Selected text:
::::::::::

What is it about vampires that gets peoples' blood pumping? Is it the flawless features? The eternal youth? Their seductive, yet dangerous nature?Whatever the answer may be, there is definitely one group that goes gaga for the tall, dark and toothy: teenage girls. Or rather, tweenaged. Those girls between the ages of eleven and fourteen.

The Twilight series of books, and now movies, is a perfect example of that. All you had to do was go down to the cinemas last Thursday or Friday to see mobs of giggly gals lined up to take in the new feature film staring Kristen Stewart and the impossibly-jawed Robert Pattinson as the prey/predator power-couple.

Being possibly the best boyfriend ever, I took my lady down to the cinema last weekend to see what all the hoopla was about. An avid reader, she has recently picked the Stephenie Meyer penned series and has quickly fallen under it's spell.

I didn't quite know what to expect from the fans. I'd read reports of girls going nuts at public appearances, scratching their necks until they bled, passing out, and screaming at the top of their lungs for the poor, unprepared Pattinson. He was quoted in an interview as saying that thousands of girls shrieking is possibly the most terrifying sound imaginable.

We managed to catch the mid-afternoon showing, as the earlier show sold out as we were buying tickets. A matinee is perfect for the early-curfewed and the theatre was packed with high-spirited Junior Highers, smiling, laughing, and practically shaking with anticipation. It felt like intruding on huge slumber party, with high-pitch voices filling the air.

As soon as the lights went down, the room erupted with cheers and screams. You'd think your were at a Backstreet Boys concert with all the feminine commotion going on.

For those of you who haven't been debriefed on the storyline of Twilight, here's a crash course in teen-lit. Isabella (Kristen Stewart) is a teen who has just moved from Arizona to Forks, Washington to live with her father after her mother and her new boyfriend hit the road to pursue his amateur baseball career. Isabella is sensation at her new school, quickly making friends with a gang of typical high-school kids. But there's this one particular boy who is disrupting her new life, and that's the ever-so-handsome Edward (Pattinson) who, after some angst-filled exposition, turns out to be a vampire. He and his family have been hiding their true nature from the rest of the world for hundreds of years. By the way, Forks just happens to be the rainiest (and cloudiest) place in the continental United States, so it's the perfect place for sunshine-avoiding neck-biters to call home, a little like Vancouver.

::::::::::

Data excerpts:
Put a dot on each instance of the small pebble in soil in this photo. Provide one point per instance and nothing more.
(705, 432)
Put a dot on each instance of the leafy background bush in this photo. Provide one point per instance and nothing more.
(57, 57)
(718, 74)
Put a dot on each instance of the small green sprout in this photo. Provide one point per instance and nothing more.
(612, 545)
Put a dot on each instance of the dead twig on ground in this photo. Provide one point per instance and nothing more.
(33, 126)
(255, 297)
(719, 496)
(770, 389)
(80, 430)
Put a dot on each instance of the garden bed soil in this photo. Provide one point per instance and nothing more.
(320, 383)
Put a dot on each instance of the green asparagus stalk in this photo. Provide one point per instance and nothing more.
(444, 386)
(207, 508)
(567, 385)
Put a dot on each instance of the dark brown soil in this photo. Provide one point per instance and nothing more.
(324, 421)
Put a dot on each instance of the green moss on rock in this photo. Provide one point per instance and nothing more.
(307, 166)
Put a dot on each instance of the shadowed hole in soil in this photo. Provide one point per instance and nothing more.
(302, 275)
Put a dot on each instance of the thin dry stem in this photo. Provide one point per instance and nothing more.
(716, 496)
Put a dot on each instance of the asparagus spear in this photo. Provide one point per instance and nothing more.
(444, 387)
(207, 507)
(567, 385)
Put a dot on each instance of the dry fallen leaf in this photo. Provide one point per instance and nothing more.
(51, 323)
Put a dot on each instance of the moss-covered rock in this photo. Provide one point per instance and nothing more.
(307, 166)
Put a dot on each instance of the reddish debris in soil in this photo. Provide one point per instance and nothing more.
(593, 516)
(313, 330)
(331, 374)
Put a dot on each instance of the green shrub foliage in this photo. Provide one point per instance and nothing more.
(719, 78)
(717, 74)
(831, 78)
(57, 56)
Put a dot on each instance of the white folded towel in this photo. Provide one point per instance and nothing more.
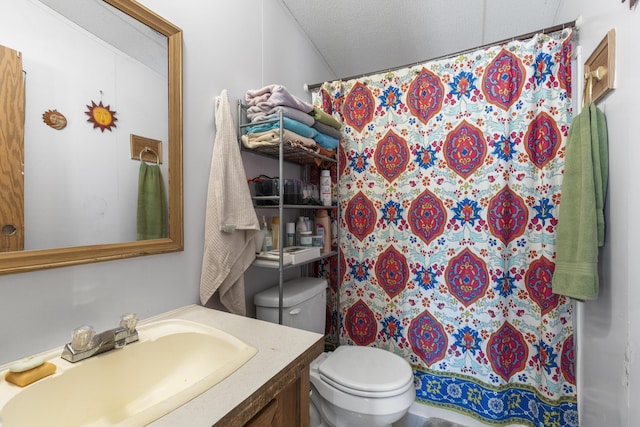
(231, 224)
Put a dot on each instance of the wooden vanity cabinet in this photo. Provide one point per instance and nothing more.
(281, 402)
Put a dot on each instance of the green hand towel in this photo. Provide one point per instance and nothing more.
(581, 219)
(152, 205)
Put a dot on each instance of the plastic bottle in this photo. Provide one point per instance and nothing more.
(325, 187)
(275, 232)
(306, 239)
(291, 234)
(267, 243)
(300, 227)
(334, 233)
(323, 226)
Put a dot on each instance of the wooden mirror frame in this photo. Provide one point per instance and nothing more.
(23, 261)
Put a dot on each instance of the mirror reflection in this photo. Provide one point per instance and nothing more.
(88, 89)
(80, 183)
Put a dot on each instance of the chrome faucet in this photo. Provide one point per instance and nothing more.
(86, 343)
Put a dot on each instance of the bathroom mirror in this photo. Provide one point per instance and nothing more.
(167, 117)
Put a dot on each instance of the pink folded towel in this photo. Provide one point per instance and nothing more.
(274, 95)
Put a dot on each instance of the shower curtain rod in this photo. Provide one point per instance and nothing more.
(559, 27)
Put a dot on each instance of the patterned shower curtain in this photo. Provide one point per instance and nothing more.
(449, 180)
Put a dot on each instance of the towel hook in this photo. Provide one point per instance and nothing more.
(149, 150)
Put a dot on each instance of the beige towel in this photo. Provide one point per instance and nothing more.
(231, 224)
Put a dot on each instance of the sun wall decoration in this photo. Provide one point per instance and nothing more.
(101, 116)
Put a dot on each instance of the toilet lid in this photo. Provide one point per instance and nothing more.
(366, 369)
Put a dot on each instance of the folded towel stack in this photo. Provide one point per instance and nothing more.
(305, 126)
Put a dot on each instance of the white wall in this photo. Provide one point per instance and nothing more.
(245, 45)
(85, 173)
(227, 45)
(609, 328)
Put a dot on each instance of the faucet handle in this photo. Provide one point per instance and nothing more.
(82, 337)
(129, 321)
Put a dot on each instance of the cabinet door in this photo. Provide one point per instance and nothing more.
(267, 417)
(11, 151)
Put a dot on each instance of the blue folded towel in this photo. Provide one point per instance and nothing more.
(290, 124)
(326, 141)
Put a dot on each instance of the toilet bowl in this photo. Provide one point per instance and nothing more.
(352, 386)
(360, 386)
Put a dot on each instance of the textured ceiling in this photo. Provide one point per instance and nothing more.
(362, 36)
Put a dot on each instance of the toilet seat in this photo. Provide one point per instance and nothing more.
(366, 372)
(361, 386)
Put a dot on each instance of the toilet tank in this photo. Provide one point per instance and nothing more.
(304, 304)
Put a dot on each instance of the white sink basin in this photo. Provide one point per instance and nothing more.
(174, 361)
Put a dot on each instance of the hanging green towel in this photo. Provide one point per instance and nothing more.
(152, 205)
(581, 219)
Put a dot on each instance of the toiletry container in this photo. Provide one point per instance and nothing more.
(303, 301)
(325, 187)
(323, 221)
(301, 226)
(275, 232)
(291, 234)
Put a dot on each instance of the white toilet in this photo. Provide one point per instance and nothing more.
(351, 386)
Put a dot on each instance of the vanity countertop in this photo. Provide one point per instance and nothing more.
(278, 348)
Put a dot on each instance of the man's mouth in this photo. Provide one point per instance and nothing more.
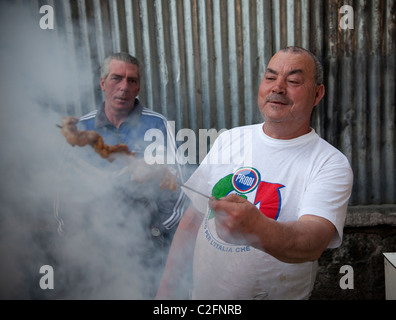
(278, 100)
(123, 99)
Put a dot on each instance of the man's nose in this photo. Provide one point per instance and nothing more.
(279, 87)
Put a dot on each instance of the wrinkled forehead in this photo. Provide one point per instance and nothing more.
(122, 67)
(285, 62)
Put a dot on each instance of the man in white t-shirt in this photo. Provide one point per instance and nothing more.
(279, 196)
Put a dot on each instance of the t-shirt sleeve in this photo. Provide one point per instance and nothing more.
(327, 195)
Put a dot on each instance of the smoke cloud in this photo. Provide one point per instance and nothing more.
(50, 214)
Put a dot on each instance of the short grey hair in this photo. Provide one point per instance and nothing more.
(120, 56)
(318, 76)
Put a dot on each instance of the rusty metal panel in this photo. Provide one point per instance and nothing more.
(203, 61)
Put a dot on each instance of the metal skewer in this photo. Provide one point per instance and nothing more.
(201, 194)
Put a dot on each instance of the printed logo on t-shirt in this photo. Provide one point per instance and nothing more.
(246, 182)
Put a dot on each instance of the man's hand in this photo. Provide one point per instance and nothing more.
(236, 219)
(239, 222)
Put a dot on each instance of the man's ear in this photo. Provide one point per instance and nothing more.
(320, 92)
(102, 84)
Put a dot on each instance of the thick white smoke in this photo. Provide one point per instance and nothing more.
(98, 255)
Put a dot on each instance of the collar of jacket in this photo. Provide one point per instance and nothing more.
(101, 119)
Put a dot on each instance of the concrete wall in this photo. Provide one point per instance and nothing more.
(369, 232)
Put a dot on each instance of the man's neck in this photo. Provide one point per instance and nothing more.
(282, 132)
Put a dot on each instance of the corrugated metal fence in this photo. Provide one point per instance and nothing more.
(204, 60)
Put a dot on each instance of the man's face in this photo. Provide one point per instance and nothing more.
(288, 92)
(121, 86)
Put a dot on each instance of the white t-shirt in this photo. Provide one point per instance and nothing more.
(285, 179)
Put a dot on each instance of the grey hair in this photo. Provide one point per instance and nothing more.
(318, 76)
(120, 56)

::::::::::

Exercises to complete:
1. Return the passage of the Twilight piece starting with "What is it about" and going on through "eleven and fourteen.".
2. According to the Twilight piece, which place is the rainiest in the continental United States?

Answers in order:
1.
What is it about vampires that gets peoples' blood pumping? Is it the flawless features? The eternal youth? Their seductive, yet dangerous nature?Whatever the answer may be, there is definitely one group that goes gaga for the tall, dark and toothy: teenage girls. Or rather, tweenaged. Those girls between the ages of eleven and fourteen.

2. Forks, Washington